Supplied passage:
So when she told me she had been approved by CIBC to get a job there, I was really anxious because I didn’t want her to get into my investments and my credit card. I didn’t want her to have access to personal information on me. So for a couple of weeks, I wasn’t doing to well, but I felt a lot more better when she told me she finally didn’t get the job at CIBC. We work together at a call center and myself, I would like to work in the call center of a major bank. For now, I am not doing the move, as I feel ok where I am right now and the salary is good with overtime, since I can do so. And I work so hard just to be able to learn only the basic tasks of the job, I won’t go now and anytime soon, unless I get fired.

My trouble co-worker continues to search for another job and she keeps sending me some jobs offer. But I won’t change of job only because she wants me to do so and that she keeps making fun of me on behind my back. During daytime, things are ok, as we receive many many calls and everyone is busy. Our breaks and lunch times are not the same, so I barely see her. She might believe I am a complete idiot because she kept asking me to do volunteer work with her. I went with her one time. After I caught her making fun of me, she asks me again. And I refused to go with her.

Another I don’t like about her is that she touches unemployment insurance while working. Of course, she caught catch, and now, she has more than 10 000$ to pay to the government. She has all the money she needs to pay off the debt, but she keeps it, because she wants to buy a car. I don’t know what exactly she was thinking when she told me that, but yeah, I am a tax payer and she doesn’t have the right to live like a queen when I am paying 350 weekly on taxes of all sort. I just hate her and I don’t understand people like her. Her father is a doctor. I don’t understand what went wrong with her.

But it’s true that Montreal is a big city and there’s all kind of people living in it.

I have an interview Saturday for a part-time job

And it was about time! If it works out, I might be able to work 6 hours on Saturday and another 6 hours on Sunday. It will help out to pay my bills. But the thing is that I will miss Paris Hilton! Paris Hilton will be in Montreal to promote her shoes....... She will be at a shop call Browns or something like that located on St-Catherines... It's too bad I am going to miss her.

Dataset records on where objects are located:
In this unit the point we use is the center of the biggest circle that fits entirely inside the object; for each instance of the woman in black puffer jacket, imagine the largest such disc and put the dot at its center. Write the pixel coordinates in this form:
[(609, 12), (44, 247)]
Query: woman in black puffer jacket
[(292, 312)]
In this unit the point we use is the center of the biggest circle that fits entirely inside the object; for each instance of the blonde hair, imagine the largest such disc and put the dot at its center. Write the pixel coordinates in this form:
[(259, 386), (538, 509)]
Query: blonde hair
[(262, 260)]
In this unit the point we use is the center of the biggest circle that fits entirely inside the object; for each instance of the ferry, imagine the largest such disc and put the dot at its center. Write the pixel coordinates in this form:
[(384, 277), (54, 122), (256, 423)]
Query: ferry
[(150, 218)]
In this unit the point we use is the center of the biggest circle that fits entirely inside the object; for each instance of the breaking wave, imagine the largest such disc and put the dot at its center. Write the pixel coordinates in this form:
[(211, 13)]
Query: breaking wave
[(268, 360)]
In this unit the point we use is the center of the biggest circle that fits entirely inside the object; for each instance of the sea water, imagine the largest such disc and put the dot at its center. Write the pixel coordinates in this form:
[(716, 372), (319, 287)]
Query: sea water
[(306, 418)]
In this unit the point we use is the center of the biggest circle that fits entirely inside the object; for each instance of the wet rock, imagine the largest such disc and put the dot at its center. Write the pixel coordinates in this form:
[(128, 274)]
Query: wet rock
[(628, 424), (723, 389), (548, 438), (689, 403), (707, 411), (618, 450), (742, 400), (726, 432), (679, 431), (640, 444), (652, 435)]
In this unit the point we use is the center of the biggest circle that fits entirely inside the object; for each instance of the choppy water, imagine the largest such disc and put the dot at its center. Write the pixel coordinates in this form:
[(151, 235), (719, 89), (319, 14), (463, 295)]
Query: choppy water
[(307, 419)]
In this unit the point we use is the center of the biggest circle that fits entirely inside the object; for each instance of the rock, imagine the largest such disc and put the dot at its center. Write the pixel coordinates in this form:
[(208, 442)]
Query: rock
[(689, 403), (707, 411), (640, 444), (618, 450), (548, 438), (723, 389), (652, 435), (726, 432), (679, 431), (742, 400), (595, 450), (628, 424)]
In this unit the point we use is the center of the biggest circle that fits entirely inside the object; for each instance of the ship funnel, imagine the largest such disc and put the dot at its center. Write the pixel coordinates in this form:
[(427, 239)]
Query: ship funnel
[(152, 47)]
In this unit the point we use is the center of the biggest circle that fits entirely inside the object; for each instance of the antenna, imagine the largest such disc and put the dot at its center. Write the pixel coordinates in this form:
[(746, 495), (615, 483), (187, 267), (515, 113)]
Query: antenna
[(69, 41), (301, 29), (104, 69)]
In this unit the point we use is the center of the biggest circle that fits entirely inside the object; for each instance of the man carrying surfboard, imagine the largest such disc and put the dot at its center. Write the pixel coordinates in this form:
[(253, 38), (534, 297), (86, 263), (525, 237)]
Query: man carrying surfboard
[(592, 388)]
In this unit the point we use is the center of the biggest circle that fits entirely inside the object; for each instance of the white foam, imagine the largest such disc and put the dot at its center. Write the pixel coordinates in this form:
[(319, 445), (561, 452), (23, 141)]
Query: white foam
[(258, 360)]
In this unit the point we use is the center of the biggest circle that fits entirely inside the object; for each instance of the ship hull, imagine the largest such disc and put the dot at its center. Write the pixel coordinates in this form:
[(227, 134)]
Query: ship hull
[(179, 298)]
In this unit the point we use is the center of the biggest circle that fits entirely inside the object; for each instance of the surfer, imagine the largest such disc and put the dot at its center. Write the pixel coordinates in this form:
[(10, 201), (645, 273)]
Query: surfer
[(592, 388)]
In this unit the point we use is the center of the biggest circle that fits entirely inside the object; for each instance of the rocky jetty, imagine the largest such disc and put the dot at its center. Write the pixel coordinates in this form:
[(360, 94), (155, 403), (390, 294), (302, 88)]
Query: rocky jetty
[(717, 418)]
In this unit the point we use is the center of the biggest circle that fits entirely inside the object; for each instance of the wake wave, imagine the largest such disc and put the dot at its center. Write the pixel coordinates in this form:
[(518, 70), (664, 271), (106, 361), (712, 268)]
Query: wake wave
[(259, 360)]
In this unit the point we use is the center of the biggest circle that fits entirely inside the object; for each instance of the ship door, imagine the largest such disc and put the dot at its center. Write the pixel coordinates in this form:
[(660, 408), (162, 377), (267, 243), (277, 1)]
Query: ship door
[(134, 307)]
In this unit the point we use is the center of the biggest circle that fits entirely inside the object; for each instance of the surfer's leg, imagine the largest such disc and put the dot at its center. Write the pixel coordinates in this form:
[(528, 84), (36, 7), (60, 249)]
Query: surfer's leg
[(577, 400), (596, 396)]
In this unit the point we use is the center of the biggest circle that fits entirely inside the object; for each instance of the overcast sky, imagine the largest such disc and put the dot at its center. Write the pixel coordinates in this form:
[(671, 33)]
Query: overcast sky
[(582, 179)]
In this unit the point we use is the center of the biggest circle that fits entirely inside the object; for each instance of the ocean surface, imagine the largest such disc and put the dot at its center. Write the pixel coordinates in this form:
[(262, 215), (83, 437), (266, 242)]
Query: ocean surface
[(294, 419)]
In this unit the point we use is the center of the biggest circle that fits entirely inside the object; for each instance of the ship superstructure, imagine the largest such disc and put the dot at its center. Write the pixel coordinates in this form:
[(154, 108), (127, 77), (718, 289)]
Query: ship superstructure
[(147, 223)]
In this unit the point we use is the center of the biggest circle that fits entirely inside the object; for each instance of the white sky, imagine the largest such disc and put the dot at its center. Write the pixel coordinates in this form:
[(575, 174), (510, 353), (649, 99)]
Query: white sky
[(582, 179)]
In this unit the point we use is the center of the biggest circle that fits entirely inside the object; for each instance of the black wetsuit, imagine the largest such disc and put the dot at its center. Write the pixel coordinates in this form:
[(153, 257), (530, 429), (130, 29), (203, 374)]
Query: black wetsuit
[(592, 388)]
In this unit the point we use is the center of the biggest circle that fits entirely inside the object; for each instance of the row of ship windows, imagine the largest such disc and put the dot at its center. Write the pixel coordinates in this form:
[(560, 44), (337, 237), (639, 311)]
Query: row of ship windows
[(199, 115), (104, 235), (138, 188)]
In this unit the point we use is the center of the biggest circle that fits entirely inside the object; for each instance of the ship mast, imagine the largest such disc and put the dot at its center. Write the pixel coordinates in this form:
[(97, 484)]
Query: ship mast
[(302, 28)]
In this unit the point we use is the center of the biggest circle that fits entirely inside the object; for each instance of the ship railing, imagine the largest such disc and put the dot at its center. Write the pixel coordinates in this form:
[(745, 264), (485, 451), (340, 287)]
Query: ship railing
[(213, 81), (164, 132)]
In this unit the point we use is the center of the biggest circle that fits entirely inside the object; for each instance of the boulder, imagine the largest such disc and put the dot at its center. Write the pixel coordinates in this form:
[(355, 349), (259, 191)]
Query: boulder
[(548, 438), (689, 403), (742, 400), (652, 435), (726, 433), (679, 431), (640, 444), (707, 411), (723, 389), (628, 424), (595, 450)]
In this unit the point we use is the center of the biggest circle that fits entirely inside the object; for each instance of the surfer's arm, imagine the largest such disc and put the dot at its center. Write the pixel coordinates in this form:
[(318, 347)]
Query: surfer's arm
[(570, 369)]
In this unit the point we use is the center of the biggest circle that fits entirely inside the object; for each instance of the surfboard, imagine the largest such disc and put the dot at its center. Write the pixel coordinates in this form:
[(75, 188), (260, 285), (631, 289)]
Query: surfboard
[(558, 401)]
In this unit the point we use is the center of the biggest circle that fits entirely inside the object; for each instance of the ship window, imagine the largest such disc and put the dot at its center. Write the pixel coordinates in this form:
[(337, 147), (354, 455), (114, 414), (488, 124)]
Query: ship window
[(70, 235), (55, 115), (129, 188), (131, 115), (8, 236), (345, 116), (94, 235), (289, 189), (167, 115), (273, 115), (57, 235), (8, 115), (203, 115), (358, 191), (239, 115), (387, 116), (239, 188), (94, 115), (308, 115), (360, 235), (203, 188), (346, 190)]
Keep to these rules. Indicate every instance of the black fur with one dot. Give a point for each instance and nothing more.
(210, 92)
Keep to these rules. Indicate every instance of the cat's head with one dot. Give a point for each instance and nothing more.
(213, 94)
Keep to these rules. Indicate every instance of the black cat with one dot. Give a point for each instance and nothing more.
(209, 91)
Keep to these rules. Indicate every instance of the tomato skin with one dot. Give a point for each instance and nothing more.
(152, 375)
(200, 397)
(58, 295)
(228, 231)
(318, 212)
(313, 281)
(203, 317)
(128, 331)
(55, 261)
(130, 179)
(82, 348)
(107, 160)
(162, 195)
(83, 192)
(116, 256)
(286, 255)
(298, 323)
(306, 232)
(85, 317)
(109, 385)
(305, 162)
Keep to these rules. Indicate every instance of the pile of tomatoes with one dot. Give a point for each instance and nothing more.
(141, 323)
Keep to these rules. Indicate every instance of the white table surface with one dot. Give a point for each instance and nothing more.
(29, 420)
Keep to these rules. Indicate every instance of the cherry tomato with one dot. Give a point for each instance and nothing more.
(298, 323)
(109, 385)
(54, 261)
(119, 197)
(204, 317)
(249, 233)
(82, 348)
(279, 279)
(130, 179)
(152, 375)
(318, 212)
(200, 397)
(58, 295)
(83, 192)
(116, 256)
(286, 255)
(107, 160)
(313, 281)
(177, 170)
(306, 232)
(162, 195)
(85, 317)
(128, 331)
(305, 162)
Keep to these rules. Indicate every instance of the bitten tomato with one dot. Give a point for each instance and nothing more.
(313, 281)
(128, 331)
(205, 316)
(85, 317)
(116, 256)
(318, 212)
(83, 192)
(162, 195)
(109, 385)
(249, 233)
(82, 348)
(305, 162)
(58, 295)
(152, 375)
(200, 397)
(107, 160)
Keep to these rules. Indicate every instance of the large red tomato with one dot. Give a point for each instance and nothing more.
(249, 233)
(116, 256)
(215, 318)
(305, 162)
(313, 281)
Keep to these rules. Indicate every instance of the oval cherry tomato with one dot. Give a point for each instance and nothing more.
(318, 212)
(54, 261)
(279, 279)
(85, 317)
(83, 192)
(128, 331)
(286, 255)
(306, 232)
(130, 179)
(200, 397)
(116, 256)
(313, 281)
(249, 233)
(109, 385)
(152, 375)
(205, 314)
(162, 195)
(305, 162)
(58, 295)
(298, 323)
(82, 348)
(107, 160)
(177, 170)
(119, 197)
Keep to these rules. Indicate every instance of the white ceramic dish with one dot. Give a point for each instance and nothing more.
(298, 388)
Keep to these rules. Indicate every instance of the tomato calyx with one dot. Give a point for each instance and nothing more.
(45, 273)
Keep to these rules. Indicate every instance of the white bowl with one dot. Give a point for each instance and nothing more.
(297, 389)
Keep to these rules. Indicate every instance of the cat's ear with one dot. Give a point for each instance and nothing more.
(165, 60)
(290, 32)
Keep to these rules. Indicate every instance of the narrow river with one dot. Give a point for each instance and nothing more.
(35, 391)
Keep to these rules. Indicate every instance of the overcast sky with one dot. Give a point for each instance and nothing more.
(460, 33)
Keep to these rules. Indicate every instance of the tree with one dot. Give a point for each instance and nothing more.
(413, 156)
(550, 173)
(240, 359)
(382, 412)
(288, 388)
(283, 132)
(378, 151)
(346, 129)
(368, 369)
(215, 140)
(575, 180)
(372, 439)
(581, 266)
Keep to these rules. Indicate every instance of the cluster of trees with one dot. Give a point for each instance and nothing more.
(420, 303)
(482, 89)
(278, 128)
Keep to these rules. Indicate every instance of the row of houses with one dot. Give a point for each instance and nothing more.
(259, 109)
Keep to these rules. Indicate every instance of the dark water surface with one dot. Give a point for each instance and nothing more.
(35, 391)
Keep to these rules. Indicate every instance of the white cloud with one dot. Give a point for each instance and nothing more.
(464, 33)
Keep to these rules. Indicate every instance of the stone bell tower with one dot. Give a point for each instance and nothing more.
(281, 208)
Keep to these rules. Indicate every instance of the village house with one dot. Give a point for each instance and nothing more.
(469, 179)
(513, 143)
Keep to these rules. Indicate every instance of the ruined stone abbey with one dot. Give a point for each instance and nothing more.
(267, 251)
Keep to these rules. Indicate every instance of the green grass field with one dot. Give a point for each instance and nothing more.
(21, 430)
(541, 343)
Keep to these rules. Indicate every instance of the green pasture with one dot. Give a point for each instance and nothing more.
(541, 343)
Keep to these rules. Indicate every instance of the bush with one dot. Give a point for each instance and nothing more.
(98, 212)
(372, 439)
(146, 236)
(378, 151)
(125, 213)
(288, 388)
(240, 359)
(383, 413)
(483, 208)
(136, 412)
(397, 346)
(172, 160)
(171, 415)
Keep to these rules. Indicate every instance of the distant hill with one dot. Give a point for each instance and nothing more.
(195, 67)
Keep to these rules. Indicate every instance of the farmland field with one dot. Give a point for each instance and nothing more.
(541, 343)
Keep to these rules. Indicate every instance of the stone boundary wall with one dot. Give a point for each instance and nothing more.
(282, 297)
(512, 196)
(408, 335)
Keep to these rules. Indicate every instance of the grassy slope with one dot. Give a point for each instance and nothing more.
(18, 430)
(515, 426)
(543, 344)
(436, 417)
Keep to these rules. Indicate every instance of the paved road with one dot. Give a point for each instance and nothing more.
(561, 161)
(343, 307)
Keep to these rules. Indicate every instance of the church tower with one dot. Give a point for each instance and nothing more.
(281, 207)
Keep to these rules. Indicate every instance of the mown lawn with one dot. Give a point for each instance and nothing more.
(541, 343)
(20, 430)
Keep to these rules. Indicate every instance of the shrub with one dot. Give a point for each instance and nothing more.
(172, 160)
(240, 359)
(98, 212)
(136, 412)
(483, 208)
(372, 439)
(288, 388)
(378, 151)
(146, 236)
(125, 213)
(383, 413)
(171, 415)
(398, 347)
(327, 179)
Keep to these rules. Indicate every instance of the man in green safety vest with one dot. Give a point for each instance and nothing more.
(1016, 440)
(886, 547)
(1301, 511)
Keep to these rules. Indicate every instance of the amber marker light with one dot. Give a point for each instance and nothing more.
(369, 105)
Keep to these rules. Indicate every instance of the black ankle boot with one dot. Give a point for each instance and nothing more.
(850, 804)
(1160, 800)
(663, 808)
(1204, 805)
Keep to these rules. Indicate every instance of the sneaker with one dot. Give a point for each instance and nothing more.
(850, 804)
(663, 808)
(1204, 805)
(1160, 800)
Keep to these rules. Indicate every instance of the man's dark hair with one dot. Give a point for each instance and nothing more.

Objectives:
1. Copy word for word the part of the post about a difficult co-worker starting with "So when she" and going on through "I get fired.".
2. Continue the post about a difficult co-worker and a part-time job interview from the point where it stops.
The lines are not needed for anything here.

Answers for the tasks:
1.
So when she told me she had been approved by CIBC to get a job there, I was really anxious because I didn’t want her to get into my investments and my credit card. I didn’t want her to have access to personal information on me. So for a couple of weeks, I wasn’t doing to well, but I felt a lot more better when she told me she finally didn’t get the job at CIBC. We work together at a call center and myself, I would like to work in the call center of a major bank. For now, I am not doing the move, as I feel ok where I am right now and the salary is good with overtime, since I can do so. And I work so hard just to be able to learn only the basic tasks of the job, I won’t go now and anytime soon, unless I get fired.

2.
I had received a call from my late part-time job, saying I could work Saturday and Sunday of next week. Which I appreciate, but at the same time, I am getting upset, since they didn't give me this Saturday and Sunday. Anyway, I am going to see how things will turn out this Saturday at the interview. It's just too annoying.

To change of topic, my mutual funds are doing great, but I still did not recover from my lost. For some I am doing really well, some other so-so.

I didn't do my taxes yet and I still didn't call TD Waterhouse. I just have too many other things to do for now. Buy I can't wait to get started.

Sunday, March 30, 2008

Job job job

It's now the end of March and I did a few things that need to be done for a while, like paying my credit card debt, by just hoping I will ever again have credit card debt.

Everything is going fine at my full-time job for now. It will be my 5th month there and so far so good, I plan to stay there for a while, since I make an average of 1 000$ paycheck every 2 weeks. And that income is after deductions.

But things are not going that smoothly at my part-time job, as they cut me again from work. When I call to give my hours for next week, they told me they didn’t have work for me anymore. I work there for about 7 months last year. They had a major slow down on January, but in March, they email me, saying I could work for them during evening and weekend if I wanted. I couldn’t work during evenings because of my full-time work, but I told them I could work on Saturday and Sunday...

And now, we are the end of March, and they are telling me I won't be able to work for them anymore... I am very upset about this, as I believed I could work on weekend for the next couple of weeks for them. Anyway, let say that, once again, my search for a part-time job continue. I just need to get over this and stop working for them and go on with something else. I am willing to do anything.

I began my search last week, I applied at 2 jobs. The 2 places were interest, but one is on evenings only, witch I can’t because I already work on evening at my steady job. The second one seems to be ok for now, but the thing is I got a hard time to get in touch with the recruiter, since I only have a pager. I return the calls, try to reach him a couple of times, but I wasn’t able to reach, which is very frustrated. I just hope I will be able to reach him tomorrow morning and hope that part-time job will work out.

Getting ready.... to do my taxes

I contact Caisse Desjardins a couple of days go regarding a problem I had. I didn't receive a tax paper, for Fidelity Frontiere Nord, for the simple and good reason that, according to them, they were not in the obligation to provide one for a reason that I still don't fully understand. But the good news is that now that I have all the papers in hand to proceed with the taxes.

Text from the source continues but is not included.